■ EXERCISE OBJECTIVE ■
Could you format the lines below as a JSON list of strings, with one string per line and any blank lines left out?

■ DATA SHOWN ■
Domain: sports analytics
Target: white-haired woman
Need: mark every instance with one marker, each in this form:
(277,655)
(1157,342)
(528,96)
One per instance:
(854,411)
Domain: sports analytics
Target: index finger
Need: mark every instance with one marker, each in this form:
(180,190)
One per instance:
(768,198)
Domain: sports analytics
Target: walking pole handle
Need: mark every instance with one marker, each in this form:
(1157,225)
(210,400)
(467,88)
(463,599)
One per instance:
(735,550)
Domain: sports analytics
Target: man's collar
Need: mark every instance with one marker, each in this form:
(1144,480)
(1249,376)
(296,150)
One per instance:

■ REPLY TO THE TASK ■
[
  "Domain: sports analytics",
  "Target: white-haired woman",
  "Need: mark every instance with one marker, each in this form:",
  "(277,655)",
  "(1157,342)",
  "(528,96)",
  "One per instance:",
  "(854,411)",
  "Domain: sports analytics",
  "Target: index finger",
  "Need: mark every instance with one marker, each in this form:",
  "(180,190)",
  "One per instance:",
  "(768,198)",
  "Domain: sports analytics",
  "Target: walking pole handle",
  "Need: mark every instance with one marker, each in this form:",
  "(1157,225)",
  "(210,400)",
  "(467,88)",
  "(463,599)",
  "One per instance:",
  "(735,550)",
  "Domain: sports analytics",
  "Target: man's collar",
  "Need: mark every instance with one marker, each in this form:",
  "(1144,480)",
  "(1249,376)",
  "(296,150)",
  "One per instance:"
]